→ **Provided records**

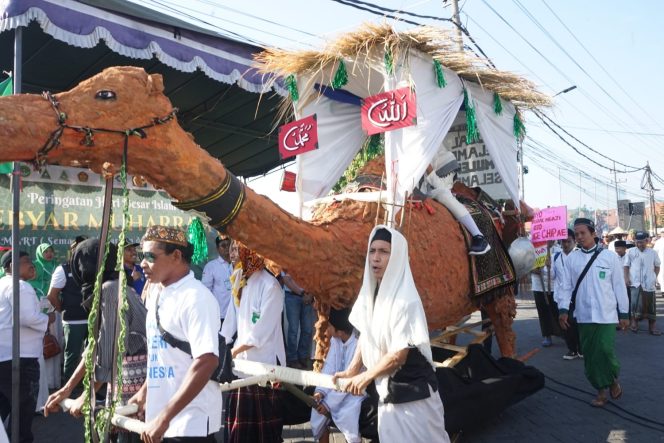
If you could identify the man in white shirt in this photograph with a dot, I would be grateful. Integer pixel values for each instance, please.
(33, 325)
(217, 275)
(600, 301)
(571, 335)
(547, 310)
(641, 268)
(181, 402)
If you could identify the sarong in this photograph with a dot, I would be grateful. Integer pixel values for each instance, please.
(599, 355)
(254, 415)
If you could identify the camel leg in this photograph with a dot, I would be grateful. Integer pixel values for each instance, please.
(502, 312)
(321, 337)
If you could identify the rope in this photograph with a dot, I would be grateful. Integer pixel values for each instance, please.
(115, 393)
(92, 345)
(88, 133)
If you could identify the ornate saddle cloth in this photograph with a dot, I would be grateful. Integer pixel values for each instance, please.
(494, 269)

→ **What you should do**
Can you quote all of the items above verbatim, leaving out the pictures?

→ **Written reply**
If you could identify the man in white shirt in this photograph with a dot, I would be grateful. Integer pixel values for each instance, please.
(33, 325)
(217, 275)
(600, 301)
(571, 335)
(547, 310)
(641, 268)
(181, 402)
If you could identify the sarong in this photograph with a dot, I would be grateful. Integer pixel values for each instance, please.
(599, 355)
(254, 415)
If you could identify the camel leg in this photograph with a dot, I would be grateful. Integer pixel values for each instance, please.
(502, 312)
(321, 337)
If you could identify the rope in this photograph with a dot, I would be grateful. Integer pixel values for each instance, please.
(115, 393)
(92, 345)
(88, 133)
If you could identify the ornate saddle cloth in this photograph with a dot, I would be grateful. Integer pixel values for each instance, please.
(494, 269)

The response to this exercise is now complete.